▶ Exercise aim:
Update the listing from its first line through the line that contains "(370, 1164)", swapping "crescent-shaped pastry" for "croissant" and keeping everything else the same. Return only those lines.

#### Data shown ####

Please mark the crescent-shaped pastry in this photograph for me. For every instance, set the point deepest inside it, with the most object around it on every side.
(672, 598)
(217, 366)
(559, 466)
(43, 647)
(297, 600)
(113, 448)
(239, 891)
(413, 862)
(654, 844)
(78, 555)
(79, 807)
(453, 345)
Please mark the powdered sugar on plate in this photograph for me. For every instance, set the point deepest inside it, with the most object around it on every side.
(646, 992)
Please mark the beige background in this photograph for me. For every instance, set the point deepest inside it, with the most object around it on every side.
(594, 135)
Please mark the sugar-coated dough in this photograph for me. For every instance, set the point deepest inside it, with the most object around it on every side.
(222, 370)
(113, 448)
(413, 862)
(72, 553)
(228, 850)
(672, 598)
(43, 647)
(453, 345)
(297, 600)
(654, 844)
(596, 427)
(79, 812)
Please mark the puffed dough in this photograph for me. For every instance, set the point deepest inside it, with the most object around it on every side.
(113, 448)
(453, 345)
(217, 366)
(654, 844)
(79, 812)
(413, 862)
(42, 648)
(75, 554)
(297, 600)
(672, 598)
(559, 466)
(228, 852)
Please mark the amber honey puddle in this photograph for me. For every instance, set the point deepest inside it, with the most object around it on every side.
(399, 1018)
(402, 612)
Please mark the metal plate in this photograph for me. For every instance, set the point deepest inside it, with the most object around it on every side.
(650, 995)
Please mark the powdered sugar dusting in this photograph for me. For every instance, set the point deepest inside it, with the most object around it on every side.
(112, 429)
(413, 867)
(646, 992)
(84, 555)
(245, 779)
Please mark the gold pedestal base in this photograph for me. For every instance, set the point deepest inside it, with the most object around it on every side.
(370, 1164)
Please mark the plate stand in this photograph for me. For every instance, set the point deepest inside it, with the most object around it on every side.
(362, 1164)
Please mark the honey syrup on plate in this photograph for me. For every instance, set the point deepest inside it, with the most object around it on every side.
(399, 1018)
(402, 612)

####

▶ Correct answer:
Please mark the croissant in this photograph for me. For every instance, set the point deepest inside it, with the most object around it on every side.
(672, 598)
(217, 366)
(559, 466)
(43, 647)
(297, 600)
(113, 448)
(239, 891)
(413, 862)
(654, 844)
(78, 555)
(79, 807)
(453, 345)
Please mark the powdered sugar on plate in this photograph for me. For every instance, set the point deepest inside it, with the most object around it on every side.
(646, 992)
Please mark the beige background in this photograph for me. For every instance, set the point deepest inside it, with the most object around it on every side.
(594, 135)
Please mark the sugar-coated dough in this photograph for me. For every instance, set the point deepest inside it, with the most object around it on every side.
(222, 370)
(113, 448)
(413, 862)
(72, 553)
(228, 850)
(672, 598)
(43, 647)
(453, 345)
(297, 600)
(654, 844)
(596, 427)
(79, 812)
Please mark the puffed dough in this photograph for me. For every instance, set the point deepest inside it, with the most object around it on every side.
(113, 448)
(453, 345)
(217, 366)
(654, 844)
(79, 812)
(413, 862)
(42, 648)
(75, 554)
(297, 600)
(672, 598)
(559, 466)
(228, 852)
Please mark the amber honey puddle in this photograph for me. For every instance, set the point deepest inside it, with the most object around it on every side.
(399, 1018)
(402, 612)
Please mark the metal plate in this photograph for me. For every instance, set the point deepest inside it, with the most object around it on every side.
(650, 995)
Please mark the powdered sugar dusting in this photograph for me. For every instance, set the point deepest inside it, with the most object around it on every side.
(112, 429)
(413, 867)
(646, 992)
(84, 555)
(245, 779)
Please mark the gold pedestal base in this photograph for me. For every instance, set the point deepest inside it, with the most object around it on every side.
(370, 1164)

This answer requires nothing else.